TEXT SEGMENT:
On the sexual double standard

Opinion by Sabrina Medler
Feb. 21, 2017, 12:13 a.m.

Stanford frosh are constantly advised to experience the quirkiness that reverberates throughout campus in full-throttle. Most upperclassmen will tell you the best parts of their freshmen year were when they went all out — getting a tattoo during their San Francisco dorm scavenger hunts, completing Bingo boards during Full Moon on the Quad or perhaps finding the perfect contenders for Screw Your Roo(mmate). As a freshman, I have had the pleasure of participating in all of these wacky traditions and more. However, another tradition that I recently experienced — Secret Snowflake — exposed some real issues regarding gender dynamics, despite being completely hilarious at first glance.

The game Secret Snowflake allows players to pick which “tier” — one, two or three — that they would like to receive a dare for. Tier one dares typically fall on the softer side — like speaking in a British accent for the remainder of the night — while tier three dares almost always involve borderline nudity or extremely obscene acts.

DATA EXCERPTS:
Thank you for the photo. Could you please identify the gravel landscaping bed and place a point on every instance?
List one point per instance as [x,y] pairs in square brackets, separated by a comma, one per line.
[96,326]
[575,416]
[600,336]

DIRECTIVES:
1. In the opinion piece on the sexual double standard, what do tier three dares in Secret Snowflake almost always involve?
2. Reproduce word for word the stretch of the opinion piece from "On the sexual" through "at first glance.".

FINAL RESULTS:
1. They almost always involve borderline nudity or extremely obscene acts.

2.
On the sexual double standard

Opinion by Sabrina Medler
Feb. 21, 2017, 12:13 a.m.

Stanford frosh are constantly advised to experience the quirkiness that reverberates throughout campus in full-throttle. Most upperclassmen will tell you the best parts of their freshmen year were when they went all out — getting a tattoo during their San Francisco dorm scavenger hunts, completing Bingo boards during Full Moon on the Quad or perhaps finding the perfect contenders for Screw Your Roo(mmate). As a freshman, I have had the pleasure of participating in all of these wacky traditions and more. However, another tradition that I recently experienced — Secret Snowflake — exposed some real issues regarding gender dynamics, despite being completely hilarious at first glance.